Update the entries below by replacing every "Quickstart" with "Getting Started", and leave everything else unchanged.

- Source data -
━━━━

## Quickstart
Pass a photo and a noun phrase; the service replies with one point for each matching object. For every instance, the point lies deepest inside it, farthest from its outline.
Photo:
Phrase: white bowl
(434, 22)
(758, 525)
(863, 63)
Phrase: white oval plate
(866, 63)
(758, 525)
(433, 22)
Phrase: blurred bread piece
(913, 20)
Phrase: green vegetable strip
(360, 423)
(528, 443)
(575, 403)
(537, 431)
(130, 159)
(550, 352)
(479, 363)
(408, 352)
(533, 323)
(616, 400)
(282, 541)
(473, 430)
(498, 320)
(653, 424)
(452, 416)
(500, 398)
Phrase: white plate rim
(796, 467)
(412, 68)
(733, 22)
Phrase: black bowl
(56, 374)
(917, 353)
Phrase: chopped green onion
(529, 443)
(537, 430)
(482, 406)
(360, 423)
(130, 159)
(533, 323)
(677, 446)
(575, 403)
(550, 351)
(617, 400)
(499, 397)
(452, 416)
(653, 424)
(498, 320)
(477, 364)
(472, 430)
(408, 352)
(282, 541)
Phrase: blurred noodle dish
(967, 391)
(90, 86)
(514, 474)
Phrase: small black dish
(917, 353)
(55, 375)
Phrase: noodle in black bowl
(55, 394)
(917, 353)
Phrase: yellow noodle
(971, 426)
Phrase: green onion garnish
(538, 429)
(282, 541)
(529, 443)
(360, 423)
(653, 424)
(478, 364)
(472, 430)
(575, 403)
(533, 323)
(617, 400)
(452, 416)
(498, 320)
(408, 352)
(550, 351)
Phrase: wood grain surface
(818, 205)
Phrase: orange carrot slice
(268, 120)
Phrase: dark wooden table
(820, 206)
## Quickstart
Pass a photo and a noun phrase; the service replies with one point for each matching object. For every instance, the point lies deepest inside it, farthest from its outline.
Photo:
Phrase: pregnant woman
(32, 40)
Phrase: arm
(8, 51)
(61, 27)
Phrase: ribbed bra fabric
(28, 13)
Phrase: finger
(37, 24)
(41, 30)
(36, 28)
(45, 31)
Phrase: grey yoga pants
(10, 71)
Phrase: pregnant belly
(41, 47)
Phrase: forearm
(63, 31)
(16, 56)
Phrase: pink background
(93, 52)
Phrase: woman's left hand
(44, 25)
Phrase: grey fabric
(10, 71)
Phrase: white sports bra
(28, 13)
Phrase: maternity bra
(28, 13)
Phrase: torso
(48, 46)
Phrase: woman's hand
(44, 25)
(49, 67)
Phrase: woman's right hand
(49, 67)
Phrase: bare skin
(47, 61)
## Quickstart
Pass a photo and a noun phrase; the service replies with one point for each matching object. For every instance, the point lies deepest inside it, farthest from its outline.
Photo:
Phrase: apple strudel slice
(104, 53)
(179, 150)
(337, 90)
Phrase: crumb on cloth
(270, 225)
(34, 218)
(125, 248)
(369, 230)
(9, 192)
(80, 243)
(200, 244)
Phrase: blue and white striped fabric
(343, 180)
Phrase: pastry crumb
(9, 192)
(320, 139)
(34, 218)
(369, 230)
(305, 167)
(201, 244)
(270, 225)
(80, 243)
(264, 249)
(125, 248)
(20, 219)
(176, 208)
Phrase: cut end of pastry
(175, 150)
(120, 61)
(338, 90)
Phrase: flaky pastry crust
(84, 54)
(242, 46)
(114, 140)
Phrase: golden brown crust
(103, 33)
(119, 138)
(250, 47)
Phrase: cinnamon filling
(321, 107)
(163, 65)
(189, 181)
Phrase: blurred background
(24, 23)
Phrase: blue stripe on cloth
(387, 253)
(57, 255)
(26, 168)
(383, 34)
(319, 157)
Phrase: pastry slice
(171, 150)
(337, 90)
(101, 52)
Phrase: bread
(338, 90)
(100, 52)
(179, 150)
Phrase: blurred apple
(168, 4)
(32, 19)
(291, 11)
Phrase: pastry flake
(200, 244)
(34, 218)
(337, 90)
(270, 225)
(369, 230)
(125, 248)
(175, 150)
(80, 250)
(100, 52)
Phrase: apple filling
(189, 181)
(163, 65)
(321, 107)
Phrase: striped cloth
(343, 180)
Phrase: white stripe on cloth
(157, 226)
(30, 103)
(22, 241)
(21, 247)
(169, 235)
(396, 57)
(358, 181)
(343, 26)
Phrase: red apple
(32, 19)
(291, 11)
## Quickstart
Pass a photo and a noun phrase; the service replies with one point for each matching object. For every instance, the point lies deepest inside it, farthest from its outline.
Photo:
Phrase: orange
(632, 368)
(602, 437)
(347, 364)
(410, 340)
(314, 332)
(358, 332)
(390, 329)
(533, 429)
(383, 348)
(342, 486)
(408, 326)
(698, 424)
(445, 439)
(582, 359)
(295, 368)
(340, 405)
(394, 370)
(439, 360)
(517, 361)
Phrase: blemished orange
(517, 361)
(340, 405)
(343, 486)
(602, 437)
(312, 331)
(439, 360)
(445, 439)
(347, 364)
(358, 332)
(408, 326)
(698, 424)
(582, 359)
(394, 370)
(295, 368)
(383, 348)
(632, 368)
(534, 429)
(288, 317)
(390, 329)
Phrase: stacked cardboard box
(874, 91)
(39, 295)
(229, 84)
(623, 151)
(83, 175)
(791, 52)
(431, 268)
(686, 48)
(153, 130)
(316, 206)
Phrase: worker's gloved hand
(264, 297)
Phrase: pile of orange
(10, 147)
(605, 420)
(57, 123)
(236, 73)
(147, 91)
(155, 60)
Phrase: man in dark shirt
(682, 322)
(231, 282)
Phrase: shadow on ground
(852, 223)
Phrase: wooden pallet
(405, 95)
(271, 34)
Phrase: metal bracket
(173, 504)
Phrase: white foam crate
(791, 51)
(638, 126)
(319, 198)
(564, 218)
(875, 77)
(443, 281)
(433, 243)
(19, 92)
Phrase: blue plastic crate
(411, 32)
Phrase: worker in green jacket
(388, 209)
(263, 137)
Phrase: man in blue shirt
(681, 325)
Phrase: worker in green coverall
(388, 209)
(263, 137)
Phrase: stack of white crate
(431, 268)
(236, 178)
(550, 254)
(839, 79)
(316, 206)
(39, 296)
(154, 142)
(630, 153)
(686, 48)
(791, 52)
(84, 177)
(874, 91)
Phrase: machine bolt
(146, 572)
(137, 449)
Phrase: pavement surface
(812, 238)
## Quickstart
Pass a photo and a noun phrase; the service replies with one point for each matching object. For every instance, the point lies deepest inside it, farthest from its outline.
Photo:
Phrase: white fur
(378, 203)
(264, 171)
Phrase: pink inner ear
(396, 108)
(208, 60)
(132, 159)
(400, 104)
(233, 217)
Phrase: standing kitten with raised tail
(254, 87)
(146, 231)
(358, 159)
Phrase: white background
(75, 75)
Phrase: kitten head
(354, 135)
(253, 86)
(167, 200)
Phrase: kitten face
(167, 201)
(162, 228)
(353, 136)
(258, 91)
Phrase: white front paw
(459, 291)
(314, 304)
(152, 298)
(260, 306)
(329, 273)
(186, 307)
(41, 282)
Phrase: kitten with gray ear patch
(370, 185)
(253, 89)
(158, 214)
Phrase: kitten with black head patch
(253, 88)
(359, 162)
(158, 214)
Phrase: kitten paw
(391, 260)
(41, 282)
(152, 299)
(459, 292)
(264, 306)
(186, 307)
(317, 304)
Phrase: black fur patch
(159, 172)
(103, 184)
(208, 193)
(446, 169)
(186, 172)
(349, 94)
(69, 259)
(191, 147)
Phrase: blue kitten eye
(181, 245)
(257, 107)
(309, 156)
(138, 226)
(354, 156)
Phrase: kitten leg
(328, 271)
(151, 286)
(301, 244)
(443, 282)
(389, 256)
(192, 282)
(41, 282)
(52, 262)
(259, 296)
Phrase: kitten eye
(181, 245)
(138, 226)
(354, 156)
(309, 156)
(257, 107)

━━━━

- Answer to this exercise -
## Getting Started
Pass a photo and a noun phrase; the service replies with one point for each matching object. For every instance, the point lies deepest inside it, farthest from its outline.
Photo:
Phrase: white bowl
(434, 22)
(758, 525)
(863, 63)
Phrase: white oval plate
(866, 63)
(758, 525)
(433, 22)
Phrase: blurred bread piece
(913, 20)
Phrase: green vegetable strip
(360, 423)
(528, 443)
(575, 403)
(537, 431)
(130, 159)
(550, 352)
(479, 363)
(408, 352)
(533, 323)
(616, 400)
(282, 541)
(473, 430)
(498, 320)
(653, 424)
(452, 416)
(500, 398)
Phrase: white plate rim
(796, 467)
(412, 68)
(733, 22)
Phrase: black bowl
(56, 374)
(917, 353)
Phrase: chopped green onion
(529, 443)
(537, 430)
(482, 406)
(360, 423)
(130, 159)
(533, 323)
(677, 446)
(575, 403)
(550, 351)
(617, 400)
(499, 397)
(452, 416)
(653, 424)
(498, 320)
(477, 364)
(472, 430)
(408, 352)
(282, 541)
Phrase: blurred noodle dish
(967, 391)
(90, 86)
(514, 474)
Phrase: small black dish
(917, 353)
(55, 375)
Phrase: noodle in black bowl
(55, 394)
(917, 353)
Phrase: yellow noodle
(971, 426)
Phrase: green onion garnish
(538, 429)
(282, 541)
(529, 443)
(360, 423)
(653, 424)
(478, 364)
(472, 430)
(575, 403)
(533, 323)
(617, 400)
(452, 416)
(498, 320)
(408, 352)
(550, 351)
Phrase: wood grain surface
(818, 205)
Phrase: orange carrot slice
(268, 120)
Phrase: dark wooden table
(820, 206)
## Getting Started
Pass a photo and a noun phrase; the service replies with one point for each matching object. For every instance, the point lies deepest inside it, farthest from its outline.
Photo:
Phrase: pregnant woman
(32, 40)
Phrase: arm
(8, 51)
(61, 27)
Phrase: ribbed bra fabric
(28, 13)
Phrase: finger
(37, 24)
(41, 30)
(36, 28)
(45, 31)
Phrase: grey yoga pants
(10, 71)
Phrase: pregnant belly
(41, 47)
Phrase: forearm
(63, 31)
(16, 56)
Phrase: pink background
(93, 52)
Phrase: woman's left hand
(44, 25)
Phrase: grey fabric
(10, 71)
Phrase: white sports bra
(28, 13)
Phrase: maternity bra
(28, 13)
Phrase: torso
(48, 46)
Phrase: woman's hand
(44, 25)
(49, 67)
Phrase: woman's right hand
(49, 67)
Phrase: bare skin
(47, 61)
## Getting Started
Pass a photo and a noun phrase; the service replies with one point for each matching object. For every instance, the point lies deepest inside it, farthest from its outline.
Photo:
Phrase: apple strudel slice
(104, 53)
(179, 150)
(337, 90)
Phrase: crumb on cloth
(270, 225)
(34, 218)
(125, 248)
(369, 230)
(9, 192)
(80, 243)
(200, 244)
Phrase: blue and white striped fabric
(343, 180)
Phrase: pastry crumb
(9, 192)
(320, 139)
(34, 218)
(369, 230)
(305, 167)
(201, 244)
(270, 225)
(80, 243)
(264, 249)
(125, 248)
(20, 219)
(176, 208)
Phrase: cut end of pastry
(175, 150)
(120, 61)
(338, 90)
Phrase: flaky pastry crust
(84, 54)
(242, 46)
(114, 140)
Phrase: golden brown crust
(103, 33)
(119, 138)
(250, 47)
Phrase: cinnamon filling
(321, 107)
(163, 65)
(189, 181)
Phrase: blurred background
(24, 23)
Phrase: blue stripe on cloth
(387, 253)
(57, 255)
(26, 168)
(383, 34)
(319, 157)
Phrase: pastry slice
(171, 150)
(337, 90)
(101, 52)
Phrase: bread
(338, 90)
(100, 52)
(179, 150)
Phrase: blurred apple
(168, 4)
(32, 19)
(291, 11)
Phrase: pastry flake
(200, 244)
(34, 218)
(337, 90)
(270, 225)
(369, 230)
(125, 248)
(175, 150)
(80, 250)
(100, 52)
Phrase: apple filling
(189, 181)
(163, 65)
(321, 107)
Phrase: striped cloth
(343, 180)
Phrase: white stripe on cloth
(157, 226)
(30, 103)
(22, 241)
(21, 247)
(169, 235)
(396, 57)
(358, 181)
(343, 26)
Phrase: red apple
(32, 19)
(291, 11)
## Getting Started
Pass a photo and a noun phrase; the service replies with one point for each matching object. For every instance, the point lies deepest inside it, farthest from its outline.
Photo:
Phrase: orange
(632, 368)
(602, 437)
(347, 364)
(410, 340)
(314, 332)
(358, 332)
(390, 329)
(533, 429)
(383, 348)
(342, 486)
(408, 326)
(698, 424)
(445, 439)
(582, 359)
(295, 368)
(340, 405)
(394, 370)
(439, 360)
(517, 361)
Phrase: blemished orange
(517, 361)
(340, 405)
(343, 486)
(602, 437)
(312, 331)
(439, 360)
(445, 439)
(347, 364)
(358, 332)
(408, 326)
(698, 424)
(582, 359)
(394, 370)
(295, 368)
(383, 348)
(632, 368)
(534, 429)
(288, 317)
(390, 329)
Phrase: stacked cardboard box
(874, 91)
(39, 295)
(229, 84)
(623, 151)
(83, 175)
(791, 52)
(431, 268)
(686, 48)
(153, 130)
(316, 206)
Phrase: worker's gloved hand
(264, 297)
Phrase: pile of orange
(10, 147)
(605, 420)
(57, 123)
(236, 73)
(147, 91)
(155, 60)
Phrase: man in dark shirt
(682, 322)
(231, 282)
Phrase: shadow on ground
(852, 223)
Phrase: wooden pallet
(405, 95)
(271, 34)
Phrase: metal bracket
(173, 504)
Phrase: white foam crate
(791, 51)
(638, 126)
(319, 198)
(564, 218)
(875, 77)
(443, 281)
(433, 243)
(19, 92)
Phrase: blue plastic crate
(411, 32)
Phrase: worker in green jacket
(388, 209)
(263, 137)
Phrase: man in blue shirt
(681, 325)
Phrase: worker in green coverall
(388, 209)
(263, 137)
Phrase: stack of white crate
(431, 268)
(236, 178)
(550, 254)
(839, 79)
(316, 206)
(39, 296)
(154, 142)
(630, 153)
(686, 48)
(791, 52)
(84, 177)
(874, 91)
Phrase: machine bolt
(146, 572)
(137, 449)
Phrase: pavement surface
(812, 238)
## Getting Started
Pass a photo and a noun phrase; the service replies with one point for each matching object. For every instance, the point lies deepest inside it, farthest from its outline.
Photo:
Phrase: white fur
(378, 203)
(264, 171)
Phrase: pink inner ear
(396, 108)
(208, 60)
(132, 159)
(400, 104)
(233, 217)
Phrase: standing kitten with raised tail
(254, 87)
(146, 231)
(358, 159)
Phrase: white background
(75, 75)
Phrase: kitten head
(354, 135)
(253, 86)
(167, 200)
Phrase: kitten face
(167, 201)
(162, 228)
(353, 136)
(258, 91)
Phrase: white front paw
(459, 291)
(314, 304)
(152, 298)
(260, 306)
(329, 273)
(186, 307)
(41, 282)
Phrase: kitten with gray ear patch
(370, 185)
(253, 89)
(158, 214)
Phrase: kitten with black head patch
(253, 88)
(359, 162)
(158, 214)
Phrase: kitten paw
(391, 260)
(41, 282)
(152, 299)
(459, 292)
(264, 306)
(186, 307)
(317, 304)
Phrase: black fur patch
(159, 172)
(103, 184)
(208, 193)
(446, 169)
(186, 172)
(349, 94)
(69, 259)
(191, 147)
Phrase: blue kitten eye
(181, 245)
(257, 107)
(309, 156)
(138, 226)
(354, 156)
Phrase: kitten leg
(328, 271)
(151, 286)
(301, 244)
(443, 282)
(389, 256)
(192, 282)
(41, 282)
(52, 262)
(259, 296)
Phrase: kitten eye
(181, 245)
(138, 226)
(354, 156)
(309, 156)
(257, 107)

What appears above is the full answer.